▸ Opdracht: Zoek uit in hoeveel regels van de gegevens hieronder het woord "line" voorkomt. Geef alleen het aantal.

▸ Materiaal bij opdracht:
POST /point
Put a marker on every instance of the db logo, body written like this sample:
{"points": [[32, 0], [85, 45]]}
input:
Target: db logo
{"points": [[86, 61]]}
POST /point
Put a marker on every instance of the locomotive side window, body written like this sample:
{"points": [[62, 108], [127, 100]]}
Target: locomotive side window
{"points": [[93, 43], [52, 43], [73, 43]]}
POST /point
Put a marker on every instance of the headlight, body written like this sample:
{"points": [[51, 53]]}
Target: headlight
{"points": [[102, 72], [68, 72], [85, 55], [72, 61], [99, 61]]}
==
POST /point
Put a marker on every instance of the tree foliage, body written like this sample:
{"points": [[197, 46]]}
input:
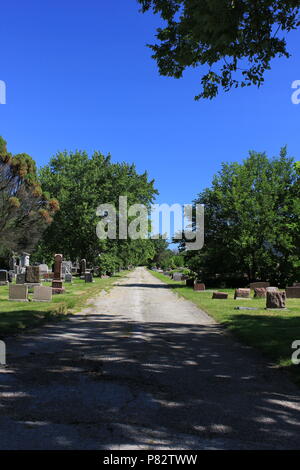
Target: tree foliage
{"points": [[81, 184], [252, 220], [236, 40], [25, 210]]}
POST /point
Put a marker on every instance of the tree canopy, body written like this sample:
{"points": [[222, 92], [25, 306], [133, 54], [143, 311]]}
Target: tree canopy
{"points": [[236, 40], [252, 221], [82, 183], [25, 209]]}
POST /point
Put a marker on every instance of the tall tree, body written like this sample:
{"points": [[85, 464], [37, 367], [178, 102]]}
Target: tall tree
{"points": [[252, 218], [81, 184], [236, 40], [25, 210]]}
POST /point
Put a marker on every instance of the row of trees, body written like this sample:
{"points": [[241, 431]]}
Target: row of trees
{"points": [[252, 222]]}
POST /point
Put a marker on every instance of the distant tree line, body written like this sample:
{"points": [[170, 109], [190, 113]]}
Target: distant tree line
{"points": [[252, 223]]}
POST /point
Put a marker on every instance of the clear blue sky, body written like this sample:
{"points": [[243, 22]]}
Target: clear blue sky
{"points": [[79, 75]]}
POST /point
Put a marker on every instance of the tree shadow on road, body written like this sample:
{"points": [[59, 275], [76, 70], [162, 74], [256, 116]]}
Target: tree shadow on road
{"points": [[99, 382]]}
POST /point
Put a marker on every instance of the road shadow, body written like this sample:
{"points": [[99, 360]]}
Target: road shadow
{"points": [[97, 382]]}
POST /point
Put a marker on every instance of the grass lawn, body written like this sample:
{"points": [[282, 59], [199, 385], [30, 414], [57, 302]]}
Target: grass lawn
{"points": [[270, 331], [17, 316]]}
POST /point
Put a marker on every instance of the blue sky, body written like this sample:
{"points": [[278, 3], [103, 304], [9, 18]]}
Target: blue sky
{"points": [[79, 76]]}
==
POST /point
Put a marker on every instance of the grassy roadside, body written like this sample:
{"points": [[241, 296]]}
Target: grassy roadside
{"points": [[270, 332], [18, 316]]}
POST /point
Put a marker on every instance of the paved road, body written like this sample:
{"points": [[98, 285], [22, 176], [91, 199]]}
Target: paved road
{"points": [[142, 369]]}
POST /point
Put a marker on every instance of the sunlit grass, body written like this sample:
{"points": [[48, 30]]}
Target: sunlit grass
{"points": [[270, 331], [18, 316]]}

▸ Uitwerking: 2